SOURCE EXCERPT —
Even in gay-friendly societies, such as ancient Greece, marriage STILL existed as a contract between a man and a woman. When a custom/law is as solidly universal as this, there is a reason for it; we just don’t know what that reason is.
You can toy around with the idea that it was set up to protect children of the union.
In recent years, we’ve come to discover that children need a role model of BOTH sexes, at least one male and at least one female, in order to thrive. Children who succeed with only one parent do so IN SPITE of this handicap, due to their own great strengths.
It has become painfully obvious in recent years that young boys who don’t have a good male role model simply do not know how to act like men, and have no clue what men are supposed to do. If his mother is not a good female role model, she is a very poor example for him to use for “how to treat women”. A woman who lets her boyfriends misuse her, for instance, is setting a very BAD example for her son. But who else does he have to imulate?
For reasons unknown to us as yet, it’s easier for a young girl without a mother to seize upon a teacher or other woman in her life as a role model. A young girl with a mother who is NOT a good role model, however, has big problems, and succeeds only when she is clever enough to use her mother as a good example of a bad example. And if there is no father in her life, she ALSO has no idea how a man is supposed to behave, and gets into even more trouble. She has the same problem as a boy with no father… no real example to follow.

DATASET SECTION —
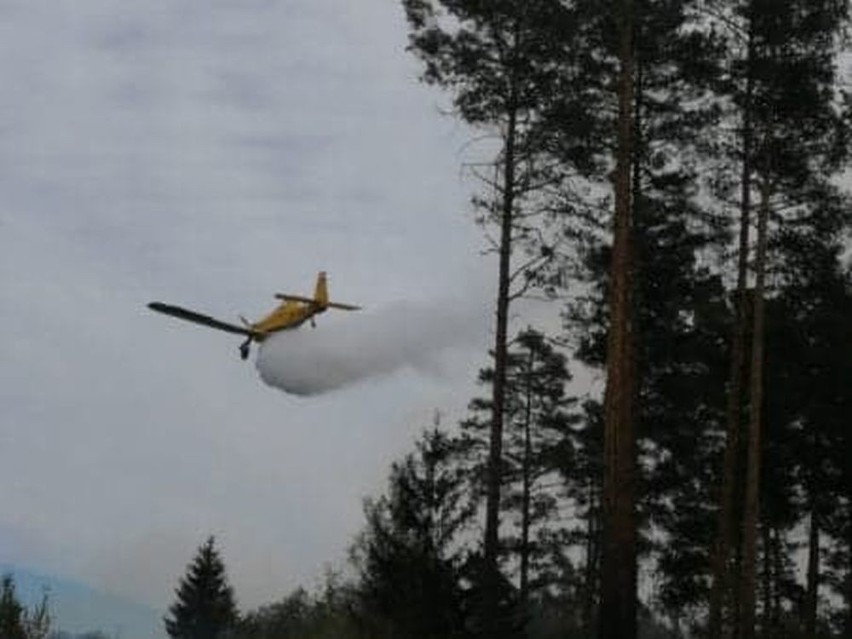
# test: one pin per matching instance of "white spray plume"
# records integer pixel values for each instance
(348, 348)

EXERCISE REQUIREMENTS —
- a) Condense the paragraph of the text on marriage and role models that begins "For reasons unknown to us as yet" into a bulleted list that keeps its main facts.
- b) List every word or phrase that the text on marriage and role models prints entirely in capital letters for emphasis.

TASK ANSWERS —
- a)
- A young girl without a mother more easily adopts a teacher or another woman in her life as a role model, for reasons not yet known.
- A girl whose mother is not a good role model has serious problems. She succeeds only if she is clever enough to treat her mother as a good example of a bad example.
- If she also has no father, she does not know how a man should behave and gets into even more trouble.
- In that case, she faces the same problem as a boy with no father: she has no real example to follow.

- b)
- STILL
- BOTH
- IN SPITE
- BAD
- NOT
- ALSO